Supplied material:
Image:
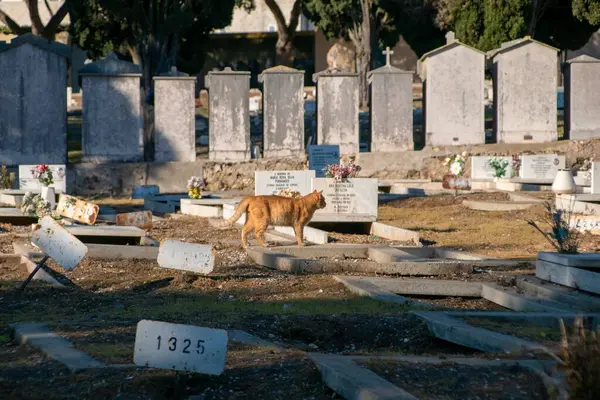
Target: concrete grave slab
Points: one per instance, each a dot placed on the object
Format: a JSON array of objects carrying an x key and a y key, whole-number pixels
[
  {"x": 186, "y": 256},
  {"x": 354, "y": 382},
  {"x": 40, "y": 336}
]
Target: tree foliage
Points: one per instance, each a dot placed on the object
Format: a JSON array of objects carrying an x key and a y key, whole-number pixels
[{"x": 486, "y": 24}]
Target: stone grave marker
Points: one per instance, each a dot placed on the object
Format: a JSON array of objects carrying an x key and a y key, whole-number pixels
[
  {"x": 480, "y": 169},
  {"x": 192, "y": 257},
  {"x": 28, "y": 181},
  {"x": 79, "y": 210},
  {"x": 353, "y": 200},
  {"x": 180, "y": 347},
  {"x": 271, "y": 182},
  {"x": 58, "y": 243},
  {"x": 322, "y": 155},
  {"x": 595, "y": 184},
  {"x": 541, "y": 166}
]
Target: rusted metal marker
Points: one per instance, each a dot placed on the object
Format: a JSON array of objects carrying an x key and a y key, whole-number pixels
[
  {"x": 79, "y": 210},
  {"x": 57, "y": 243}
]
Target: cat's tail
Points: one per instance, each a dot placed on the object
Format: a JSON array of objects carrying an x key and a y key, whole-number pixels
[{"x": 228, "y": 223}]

==

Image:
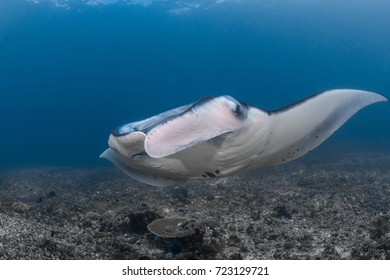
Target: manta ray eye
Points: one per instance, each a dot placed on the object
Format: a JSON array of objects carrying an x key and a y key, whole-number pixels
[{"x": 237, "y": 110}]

Problem details: Pick out each line in the records above that contains the word "grave", and copy those lines.

In response:
Target: concrete grave slab
Target: stone grave marker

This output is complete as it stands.